• **EXERCISE SET**:
[A] In the biography of Payson Smith, which governor appointed him Maine State Superintendent of Education in May 1907?
[B] Carry on writing the biography of Payson Smith, starting right after its last sentence.

• **READING TEXT**:
++++++++
Payson Smith (February 11, 1873 – March 11, 1963) was an American educator. He served as Superintendent of Schools of Maine from 1907 to 1917 and in that same role (Commissioner of Education) in Massachusetts from 1917 to 1935. He also served on the faculty of the Graduate School of Education at Harvard University and the University of Maine.

==Early life==
Born in Portland, Maine, Smith was the son of John Parker and Margaret (Bolton) Smith. His father was a well-known barber in a city hotel. As a child, Smith studied in Portland Public Schools, Westbrook Seminary and Tufts College. He earned a Master of Arts from Tufts in 1903. He also earned an L.L.D. from the University of Maine in 1908.

==Teaching career==
===Maine===
After teaching classics at Westbrook Seminary for two years, he was hired to be school principal and then superintendent of schools in the small town of Canton, Maine. In 1896 at the age of 23, he was elected superintendent of schools for Rumford and Mexico. Seven years later, in November 1903, Smith left that position when he was hired as superintendent of Auburn public schools after the resignation of Bertram C. Richardson. In 1906, he was elected president of the Maine Teachers' Association and in so doing became the organization's youngest leader at the age of 33. In May 1907, Smith was appointed by Governor William T. Cobb as Maine State Superintendent of Education, replacing William Wallace Stetson. Prior to become state superintendent, Smith was the highest-paid official in the city of Auburn. In that role, he was very actively involved with the National Education Association, which at the time included primarily educational administrators. Smith was replaced in the role of Maine's top educator by Augustus O. Thomas.
++++++++
• **DATA UNDER STUDY**:
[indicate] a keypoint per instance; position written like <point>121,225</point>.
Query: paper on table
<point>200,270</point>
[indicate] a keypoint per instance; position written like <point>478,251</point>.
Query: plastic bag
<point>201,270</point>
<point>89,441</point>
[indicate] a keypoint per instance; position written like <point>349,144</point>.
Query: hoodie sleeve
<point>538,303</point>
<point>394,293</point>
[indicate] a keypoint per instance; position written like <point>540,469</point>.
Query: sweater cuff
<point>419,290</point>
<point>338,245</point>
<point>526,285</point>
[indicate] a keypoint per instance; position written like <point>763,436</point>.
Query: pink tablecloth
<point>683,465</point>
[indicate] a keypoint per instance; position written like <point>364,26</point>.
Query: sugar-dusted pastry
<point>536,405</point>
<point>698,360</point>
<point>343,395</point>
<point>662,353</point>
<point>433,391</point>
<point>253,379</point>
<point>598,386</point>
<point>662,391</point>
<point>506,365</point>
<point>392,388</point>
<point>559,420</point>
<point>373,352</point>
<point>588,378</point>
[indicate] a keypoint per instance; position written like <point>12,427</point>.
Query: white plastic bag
++++++++
• **RESPONSE LIST**:
[A] Governor William T. Cobb

[B]
===Massachusetts===
On July 1, 1916, Smith replaced David Snedden as Commissioner of Education for Massachusetts. The salary was $6,500 per year with a term of five years. In 1932, he was elected as to the American Academy of Arts and Sciences. He was a vocal opponent of the Massachusetts Teachers' Oath, a loyalty oath which required educators to submit signed oaths of loyalty to the state and federal Constitutions. Smith spoke against the oath before it became law but enforced it in his role as Commissioner of Education. Despite this, Democratic Governor James Michael Curley replaced Smith with oath-supporter James G. Reardon in December 1935.